- [YOUR TASK] Across the listing below, how many lines hold "search"? Reply with the number by itself.

- [AVAILABLE DATA]
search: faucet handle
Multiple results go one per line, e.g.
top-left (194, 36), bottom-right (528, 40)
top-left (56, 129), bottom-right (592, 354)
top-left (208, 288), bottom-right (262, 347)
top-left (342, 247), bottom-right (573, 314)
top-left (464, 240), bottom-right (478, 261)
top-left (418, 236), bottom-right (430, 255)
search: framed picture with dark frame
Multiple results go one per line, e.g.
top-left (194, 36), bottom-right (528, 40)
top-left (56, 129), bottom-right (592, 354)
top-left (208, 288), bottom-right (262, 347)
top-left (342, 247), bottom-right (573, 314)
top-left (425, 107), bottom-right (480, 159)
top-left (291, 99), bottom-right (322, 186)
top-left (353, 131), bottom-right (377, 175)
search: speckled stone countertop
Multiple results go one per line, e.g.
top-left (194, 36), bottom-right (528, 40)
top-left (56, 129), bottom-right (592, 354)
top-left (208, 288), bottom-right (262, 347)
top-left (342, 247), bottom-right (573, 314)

- [FINAL ANSWER] 3